▶ GOAL: Format the lines from the one containing "Target: dark gray whale skin" through the one containing "140], [131, 140]]" as a numbered list, leaving out blank lines.

[Image outline entries for annotation]
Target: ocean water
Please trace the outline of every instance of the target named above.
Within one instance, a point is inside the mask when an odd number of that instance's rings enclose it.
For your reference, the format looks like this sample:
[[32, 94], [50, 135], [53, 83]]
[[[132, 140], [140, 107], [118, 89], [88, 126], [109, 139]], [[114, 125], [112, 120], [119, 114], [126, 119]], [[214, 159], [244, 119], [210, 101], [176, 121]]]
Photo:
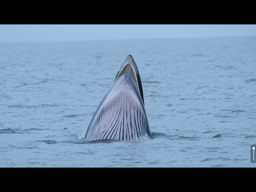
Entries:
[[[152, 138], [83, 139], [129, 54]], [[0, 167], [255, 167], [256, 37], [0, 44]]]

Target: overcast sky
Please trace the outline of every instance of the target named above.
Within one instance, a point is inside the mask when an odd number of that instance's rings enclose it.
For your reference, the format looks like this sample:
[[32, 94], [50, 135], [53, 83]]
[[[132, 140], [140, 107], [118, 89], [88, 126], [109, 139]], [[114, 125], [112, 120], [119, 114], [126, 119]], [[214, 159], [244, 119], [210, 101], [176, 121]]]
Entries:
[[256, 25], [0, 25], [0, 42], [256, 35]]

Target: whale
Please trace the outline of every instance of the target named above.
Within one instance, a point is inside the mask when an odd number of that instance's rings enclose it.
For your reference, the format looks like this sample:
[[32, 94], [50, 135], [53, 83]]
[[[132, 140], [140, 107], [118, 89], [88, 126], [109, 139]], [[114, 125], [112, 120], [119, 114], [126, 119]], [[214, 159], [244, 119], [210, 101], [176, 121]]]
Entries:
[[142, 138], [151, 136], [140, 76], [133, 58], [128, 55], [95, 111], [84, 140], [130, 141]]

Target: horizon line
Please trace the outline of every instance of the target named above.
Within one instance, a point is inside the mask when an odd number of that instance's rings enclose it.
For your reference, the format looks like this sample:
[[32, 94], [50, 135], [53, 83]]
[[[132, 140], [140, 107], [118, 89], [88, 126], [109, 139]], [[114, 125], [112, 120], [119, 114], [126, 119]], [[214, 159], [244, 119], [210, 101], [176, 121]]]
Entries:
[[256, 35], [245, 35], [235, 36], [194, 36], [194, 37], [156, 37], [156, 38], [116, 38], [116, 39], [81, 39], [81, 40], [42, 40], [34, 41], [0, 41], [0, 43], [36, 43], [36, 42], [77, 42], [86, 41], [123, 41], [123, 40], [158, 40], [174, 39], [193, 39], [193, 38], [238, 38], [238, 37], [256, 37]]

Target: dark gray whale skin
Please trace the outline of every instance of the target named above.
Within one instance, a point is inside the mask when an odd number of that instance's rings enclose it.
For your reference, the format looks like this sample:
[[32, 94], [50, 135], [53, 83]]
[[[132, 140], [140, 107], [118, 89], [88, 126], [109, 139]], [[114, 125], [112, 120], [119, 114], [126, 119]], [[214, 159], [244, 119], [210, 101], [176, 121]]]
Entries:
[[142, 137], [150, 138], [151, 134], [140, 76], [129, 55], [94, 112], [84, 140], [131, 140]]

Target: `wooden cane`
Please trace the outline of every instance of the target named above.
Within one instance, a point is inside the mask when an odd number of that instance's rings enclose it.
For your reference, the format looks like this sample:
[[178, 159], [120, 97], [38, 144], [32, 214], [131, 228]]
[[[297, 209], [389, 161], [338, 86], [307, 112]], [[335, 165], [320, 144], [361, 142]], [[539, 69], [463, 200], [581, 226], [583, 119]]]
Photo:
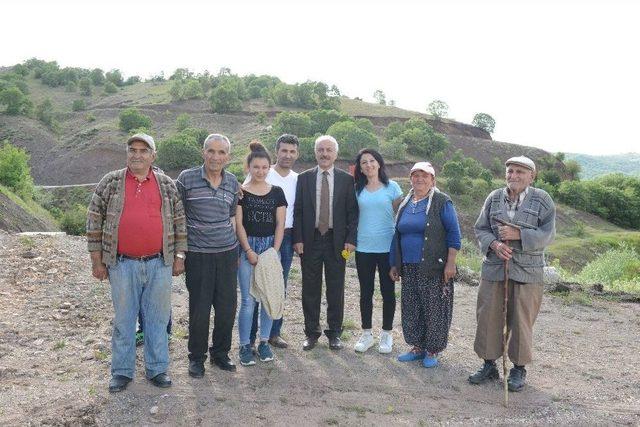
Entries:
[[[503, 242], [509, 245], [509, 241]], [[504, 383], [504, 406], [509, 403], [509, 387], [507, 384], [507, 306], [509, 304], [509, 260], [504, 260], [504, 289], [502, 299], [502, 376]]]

▶ ANSWER TO THIS EXERCISE:
1. Target: dark gray whale skin
2. Please trace the outline of every instance of the target named above.
3. Within one instance, a point is inside the mask when an odd number of that instance's rings enclose it.
4. For your reference, the format looks like this sample:
5. [[32, 94], [50, 135], [53, 83]]
6. [[[132, 140], [140, 107], [118, 89], [88, 126], [109, 139]], [[114, 125], [112, 120], [119, 114], [126, 119]], [[214, 159], [244, 119], [210, 101], [176, 121]]]
7. Entries:
8. [[142, 137], [150, 138], [151, 134], [140, 76], [129, 55], [94, 112], [84, 140], [131, 140]]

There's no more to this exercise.